* _Stated goal 1_
Retype the passage on Nomad application deployment below, between "To facilitate a" and "and storage solutions.", inclusive.

* _Extracted text_
● ● ●

Self-Service Application Deployment

Nomad Enterprise offers a powerful and flexible platform for self-service application deployment, catering to a wide range of workloads and deployment strategies.

As an individual deploying applications into Nomad, your primary focus should be on your application's requirements instead of the infrastructure hosting your application. If any of the topics discussed below are not met, establish a clear communication channel with the Nomad platform operators to address these gaps.

To facilitate a smooth self-service experience, Nomad operators should implement a standardized workflow. This approach eliminates guesswork regarding available resources, networking options, and storage solutions.

Along with the topics discussed under Initial Configuration and the key components are discussed in depth throughout this section, you should feel equipped to provide a powerful self-service solution for deploying your applications to Nomad.

Advanced Deployment Strategies

Nomad Enterprise offers modern deployment strategies for your long running services that allow for seamless updates, risk mitigation, and minimal downtime. These strategies support both container and non-container workloads.

While rolling upgrades offer an excellent starting point for organizations embarking on their modernization journey, the ultimate goal for many is to implement sophisticated Blue/Green deployment models.

Nomad's flexible approach allows teams to evolve their deployment practices gradually, adapting to increasing complexity and operational maturity over time.

Rolling Upgrades

Rolling upgrades gradually replace instances of the old version with the new version and if there is an issue during deploying, auto rollback can be leveraged to minimize service disruption.

This strategy is great for the early stages of Nomad adoption as it balances efficiency and risk, making it suitable for many applications, but it can be slower for large deployments and requires careful management of multiple versions during the transition.

Rollbacks are simple to execute and crucial for minimizing downtime however, they don't prevent the initial impact of a deployment and shouldn't be relied upon for 0% disruption.

To elaborate, if a user has a sticky session with an instance and then it's replaced by a rolling upgrade, the session may not be immediately redirected to the newer instance. Instead, it will be terminated.

● ● ●

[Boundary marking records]
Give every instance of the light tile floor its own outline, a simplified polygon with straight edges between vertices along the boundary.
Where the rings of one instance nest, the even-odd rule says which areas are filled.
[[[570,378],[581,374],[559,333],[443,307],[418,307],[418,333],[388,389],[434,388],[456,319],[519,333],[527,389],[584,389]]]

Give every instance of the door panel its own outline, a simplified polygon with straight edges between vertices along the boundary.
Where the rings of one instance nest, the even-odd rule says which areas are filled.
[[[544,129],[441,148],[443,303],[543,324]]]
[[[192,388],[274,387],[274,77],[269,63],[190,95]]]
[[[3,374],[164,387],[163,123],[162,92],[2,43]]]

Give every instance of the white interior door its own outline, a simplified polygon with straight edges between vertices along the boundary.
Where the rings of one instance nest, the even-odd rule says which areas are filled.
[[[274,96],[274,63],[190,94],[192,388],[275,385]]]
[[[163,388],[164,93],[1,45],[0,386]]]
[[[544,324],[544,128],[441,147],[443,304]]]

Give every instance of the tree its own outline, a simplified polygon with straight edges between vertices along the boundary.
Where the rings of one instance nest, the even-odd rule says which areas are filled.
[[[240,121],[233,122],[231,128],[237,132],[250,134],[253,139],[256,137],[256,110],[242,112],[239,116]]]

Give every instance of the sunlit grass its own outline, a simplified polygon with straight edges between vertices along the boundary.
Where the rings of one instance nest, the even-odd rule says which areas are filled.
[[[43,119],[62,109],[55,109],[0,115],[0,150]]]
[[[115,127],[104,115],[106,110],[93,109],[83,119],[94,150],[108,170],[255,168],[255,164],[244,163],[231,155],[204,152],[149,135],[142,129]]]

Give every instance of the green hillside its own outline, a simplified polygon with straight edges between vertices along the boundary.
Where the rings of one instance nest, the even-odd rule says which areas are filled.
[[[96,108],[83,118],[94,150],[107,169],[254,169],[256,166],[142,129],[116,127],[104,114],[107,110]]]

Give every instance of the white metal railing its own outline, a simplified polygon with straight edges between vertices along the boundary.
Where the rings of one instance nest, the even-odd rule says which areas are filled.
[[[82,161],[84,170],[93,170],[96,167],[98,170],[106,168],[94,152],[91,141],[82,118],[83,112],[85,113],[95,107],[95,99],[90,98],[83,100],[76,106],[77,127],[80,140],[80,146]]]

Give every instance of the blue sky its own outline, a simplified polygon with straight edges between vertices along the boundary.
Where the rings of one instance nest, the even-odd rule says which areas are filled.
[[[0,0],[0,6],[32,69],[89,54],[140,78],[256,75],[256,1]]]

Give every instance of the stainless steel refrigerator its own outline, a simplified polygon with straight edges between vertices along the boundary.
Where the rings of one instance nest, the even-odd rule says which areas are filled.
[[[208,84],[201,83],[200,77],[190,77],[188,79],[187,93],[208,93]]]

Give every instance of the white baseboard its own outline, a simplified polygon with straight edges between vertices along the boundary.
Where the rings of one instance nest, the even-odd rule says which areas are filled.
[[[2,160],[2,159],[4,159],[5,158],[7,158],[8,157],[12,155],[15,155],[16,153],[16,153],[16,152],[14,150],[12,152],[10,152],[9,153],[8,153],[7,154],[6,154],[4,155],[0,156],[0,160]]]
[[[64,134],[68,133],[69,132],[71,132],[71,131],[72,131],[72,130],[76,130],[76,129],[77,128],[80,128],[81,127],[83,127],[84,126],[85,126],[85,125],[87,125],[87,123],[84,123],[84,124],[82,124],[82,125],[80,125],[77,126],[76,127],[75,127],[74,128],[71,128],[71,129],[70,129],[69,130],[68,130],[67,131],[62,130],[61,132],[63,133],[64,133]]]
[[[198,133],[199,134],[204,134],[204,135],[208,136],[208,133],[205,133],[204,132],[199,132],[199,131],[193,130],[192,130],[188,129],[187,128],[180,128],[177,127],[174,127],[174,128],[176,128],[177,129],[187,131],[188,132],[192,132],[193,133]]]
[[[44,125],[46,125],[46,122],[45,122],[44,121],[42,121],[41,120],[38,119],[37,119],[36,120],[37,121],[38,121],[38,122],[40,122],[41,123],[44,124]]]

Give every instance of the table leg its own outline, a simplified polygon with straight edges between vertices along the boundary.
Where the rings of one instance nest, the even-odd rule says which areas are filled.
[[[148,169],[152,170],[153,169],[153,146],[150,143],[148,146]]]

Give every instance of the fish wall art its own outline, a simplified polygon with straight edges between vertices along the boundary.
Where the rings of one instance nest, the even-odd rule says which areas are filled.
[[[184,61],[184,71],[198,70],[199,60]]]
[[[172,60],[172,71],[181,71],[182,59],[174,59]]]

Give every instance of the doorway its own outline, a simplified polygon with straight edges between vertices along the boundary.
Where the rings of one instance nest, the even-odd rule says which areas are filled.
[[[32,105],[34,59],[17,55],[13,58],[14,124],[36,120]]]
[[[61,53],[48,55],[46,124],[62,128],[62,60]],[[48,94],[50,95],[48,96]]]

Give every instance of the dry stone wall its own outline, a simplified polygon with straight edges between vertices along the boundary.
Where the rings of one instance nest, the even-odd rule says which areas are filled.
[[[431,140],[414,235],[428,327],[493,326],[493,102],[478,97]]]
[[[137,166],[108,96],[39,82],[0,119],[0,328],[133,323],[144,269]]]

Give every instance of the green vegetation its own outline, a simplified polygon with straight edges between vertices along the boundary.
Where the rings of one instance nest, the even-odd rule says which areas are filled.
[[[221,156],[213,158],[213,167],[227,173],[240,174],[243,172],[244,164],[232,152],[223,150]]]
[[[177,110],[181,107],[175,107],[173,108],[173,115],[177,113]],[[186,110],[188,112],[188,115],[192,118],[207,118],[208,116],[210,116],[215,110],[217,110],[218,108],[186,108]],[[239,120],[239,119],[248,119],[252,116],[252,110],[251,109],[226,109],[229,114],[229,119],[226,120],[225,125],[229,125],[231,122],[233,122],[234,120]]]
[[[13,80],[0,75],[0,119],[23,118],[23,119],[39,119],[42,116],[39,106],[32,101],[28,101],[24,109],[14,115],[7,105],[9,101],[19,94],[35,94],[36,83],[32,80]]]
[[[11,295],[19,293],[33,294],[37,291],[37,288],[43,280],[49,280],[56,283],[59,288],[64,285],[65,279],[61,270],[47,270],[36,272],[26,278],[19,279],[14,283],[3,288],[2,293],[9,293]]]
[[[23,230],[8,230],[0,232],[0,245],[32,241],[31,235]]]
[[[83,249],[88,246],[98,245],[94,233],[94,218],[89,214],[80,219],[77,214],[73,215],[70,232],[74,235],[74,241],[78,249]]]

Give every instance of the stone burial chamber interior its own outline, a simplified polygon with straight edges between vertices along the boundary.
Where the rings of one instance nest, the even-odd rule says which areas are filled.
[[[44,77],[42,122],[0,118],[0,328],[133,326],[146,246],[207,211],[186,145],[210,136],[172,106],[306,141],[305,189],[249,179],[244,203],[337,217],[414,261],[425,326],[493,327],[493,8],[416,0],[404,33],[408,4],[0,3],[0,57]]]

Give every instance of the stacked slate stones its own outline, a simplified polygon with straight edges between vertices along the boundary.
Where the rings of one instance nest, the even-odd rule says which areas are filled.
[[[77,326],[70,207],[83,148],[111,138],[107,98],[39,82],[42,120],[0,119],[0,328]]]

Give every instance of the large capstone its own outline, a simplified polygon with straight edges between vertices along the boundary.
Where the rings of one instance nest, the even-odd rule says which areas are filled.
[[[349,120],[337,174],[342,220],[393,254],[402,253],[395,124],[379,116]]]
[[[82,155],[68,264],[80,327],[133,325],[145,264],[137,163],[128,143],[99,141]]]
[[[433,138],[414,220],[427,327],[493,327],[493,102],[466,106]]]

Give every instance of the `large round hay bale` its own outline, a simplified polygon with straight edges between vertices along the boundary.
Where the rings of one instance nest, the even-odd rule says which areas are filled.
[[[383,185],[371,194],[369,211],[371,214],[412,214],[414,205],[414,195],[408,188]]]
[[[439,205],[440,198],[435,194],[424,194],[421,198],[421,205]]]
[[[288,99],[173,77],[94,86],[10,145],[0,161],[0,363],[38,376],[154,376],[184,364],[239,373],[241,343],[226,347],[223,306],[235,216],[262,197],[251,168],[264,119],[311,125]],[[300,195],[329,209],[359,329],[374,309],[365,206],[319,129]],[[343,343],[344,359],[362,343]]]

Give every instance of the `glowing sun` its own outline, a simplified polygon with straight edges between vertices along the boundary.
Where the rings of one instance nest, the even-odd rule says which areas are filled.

● ● ●

* _Stated goal 2_
Echo the lines of the records above between the lines holding "Give every instance of the white baseboard" and "[[[148,169],[152,170],[153,169],[153,146],[150,143],[148,146]]]", inclusive.

* _Complete response 1_
To facilitate a smooth self-service experience, Nomad operators should implement a standardized workflow. This approach eliminates guesswork regarding available resources, networking options, and storage solutions.

* _Complete response 2_
Give every instance of the white baseboard its own outline, a simplified polygon with straight edges between vertices along the boundary.
Where the rings of one instance nest, the even-odd rule says which areas are filled.
[[[2,160],[2,159],[4,159],[5,158],[7,158],[8,157],[12,155],[15,155],[16,153],[16,153],[16,152],[14,150],[12,152],[10,152],[9,153],[8,153],[7,154],[6,154],[4,155],[0,156],[0,160]]]
[[[64,134],[68,133],[69,132],[71,132],[71,131],[72,131],[72,130],[76,130],[76,129],[77,128],[80,128],[81,127],[83,127],[84,126],[85,126],[85,125],[87,125],[87,123],[84,123],[84,124],[82,124],[82,125],[80,125],[77,126],[76,127],[75,127],[74,128],[71,128],[71,129],[70,129],[69,130],[68,130],[67,131],[62,130],[61,132],[63,133],[64,133]]]
[[[198,133],[199,134],[204,134],[204,135],[208,136],[208,133],[205,133],[204,132],[199,132],[199,131],[193,130],[192,130],[188,129],[187,128],[180,128],[177,127],[174,127],[174,128],[176,128],[177,129],[187,131],[188,132],[192,132],[193,133]]]
[[[44,125],[46,125],[46,122],[45,122],[44,121],[42,121],[41,120],[38,119],[37,119],[36,120],[37,121],[38,121],[38,122],[40,122],[41,123],[44,124]]]

Give every instance of the table leg its own outline, a simplified polygon with straight edges between vertices along the boundary.
Where the rings of one instance nest, the even-odd rule says which areas are filled.
[[[148,169],[152,170],[153,169],[153,146],[150,143],[148,146]]]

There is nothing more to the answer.